# Provided information
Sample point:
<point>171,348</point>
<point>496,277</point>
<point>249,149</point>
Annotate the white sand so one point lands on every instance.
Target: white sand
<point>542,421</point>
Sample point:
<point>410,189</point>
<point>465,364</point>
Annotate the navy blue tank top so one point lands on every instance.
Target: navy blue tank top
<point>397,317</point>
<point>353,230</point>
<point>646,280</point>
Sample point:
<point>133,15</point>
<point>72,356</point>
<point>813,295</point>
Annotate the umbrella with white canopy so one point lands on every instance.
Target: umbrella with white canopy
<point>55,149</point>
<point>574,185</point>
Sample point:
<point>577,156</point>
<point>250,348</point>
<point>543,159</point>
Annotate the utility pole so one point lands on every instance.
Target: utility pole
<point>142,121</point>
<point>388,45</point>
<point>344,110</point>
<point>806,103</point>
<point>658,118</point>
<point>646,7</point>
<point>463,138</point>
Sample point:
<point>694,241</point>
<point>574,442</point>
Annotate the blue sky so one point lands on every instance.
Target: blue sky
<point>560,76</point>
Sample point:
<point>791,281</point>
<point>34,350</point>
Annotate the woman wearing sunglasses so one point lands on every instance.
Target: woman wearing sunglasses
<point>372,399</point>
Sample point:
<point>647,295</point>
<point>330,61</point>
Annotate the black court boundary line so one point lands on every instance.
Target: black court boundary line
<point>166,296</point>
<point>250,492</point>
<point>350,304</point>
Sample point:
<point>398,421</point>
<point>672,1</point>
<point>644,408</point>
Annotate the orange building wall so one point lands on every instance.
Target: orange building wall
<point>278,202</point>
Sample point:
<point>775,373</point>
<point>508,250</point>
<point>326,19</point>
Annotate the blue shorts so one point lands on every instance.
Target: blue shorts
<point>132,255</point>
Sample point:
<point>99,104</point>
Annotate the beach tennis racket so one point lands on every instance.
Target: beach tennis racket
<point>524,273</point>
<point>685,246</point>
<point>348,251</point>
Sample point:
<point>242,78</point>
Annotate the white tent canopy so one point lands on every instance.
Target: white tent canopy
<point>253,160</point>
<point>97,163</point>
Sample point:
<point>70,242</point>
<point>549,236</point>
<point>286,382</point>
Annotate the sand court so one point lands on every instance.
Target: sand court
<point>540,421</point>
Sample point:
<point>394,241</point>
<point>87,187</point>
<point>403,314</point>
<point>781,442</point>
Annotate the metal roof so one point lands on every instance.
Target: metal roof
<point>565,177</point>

# Exercise requirements
Rewrite the data above, changing every "Sample point" to "Example point" and leaving everything else as it is.

# The answer
Example point:
<point>171,348</point>
<point>496,277</point>
<point>249,149</point>
Annotate the white sand so one point lands on every instance.
Target: white sand
<point>542,421</point>
Example point:
<point>410,189</point>
<point>465,364</point>
Annotate the navy blue tank top so one point lands on every instance.
Target: navy blue tank top
<point>397,317</point>
<point>353,230</point>
<point>646,280</point>
Example point:
<point>133,15</point>
<point>72,356</point>
<point>813,295</point>
Annotate the umbrella with white canopy so one point lands on every instance.
Target: umbrella with white canopy
<point>55,149</point>
<point>574,185</point>
Example point:
<point>577,156</point>
<point>250,348</point>
<point>543,159</point>
Annotate the utility pole so one point lands on every instance.
Target: utility pole
<point>142,121</point>
<point>388,45</point>
<point>344,110</point>
<point>806,103</point>
<point>658,118</point>
<point>646,7</point>
<point>463,138</point>
Example point:
<point>694,241</point>
<point>574,442</point>
Annotate the blue sky so one point lands on every instance.
Target: blue sky
<point>560,76</point>
Example point:
<point>791,281</point>
<point>34,350</point>
Annotate the woman wearing sunglasses so one point lands on every instance.
Target: woman wearing sunglasses
<point>372,399</point>
Example point:
<point>647,295</point>
<point>330,61</point>
Annotate the black court boundary line so one point lands on every instance.
Target: black court boundary line
<point>166,296</point>
<point>250,492</point>
<point>350,304</point>
Example point:
<point>398,421</point>
<point>672,1</point>
<point>644,408</point>
Annotate the orange building wall so one point lands on every instance.
Target: orange building wall
<point>278,202</point>
Example point:
<point>775,373</point>
<point>508,250</point>
<point>326,19</point>
Annotate the blue shorts so one point lands on every instance.
Target: blue shorts
<point>132,255</point>
Example point:
<point>99,104</point>
Annotate the beach tennis racket so one point lands on every instance.
Target: beach tennis racket
<point>524,273</point>
<point>685,246</point>
<point>348,251</point>
Example point:
<point>242,78</point>
Annotate the white tent canopy so one point lands on every instance.
Target: white tent canopy
<point>253,160</point>
<point>97,163</point>
Example point:
<point>70,242</point>
<point>549,236</point>
<point>286,382</point>
Annotate the sand court so one point lands on every instance.
Target: sand court
<point>540,421</point>
Example point:
<point>394,241</point>
<point>87,187</point>
<point>403,314</point>
<point>781,442</point>
Annotate the metal roof so one point lands on every instance.
Target: metal roof
<point>565,177</point>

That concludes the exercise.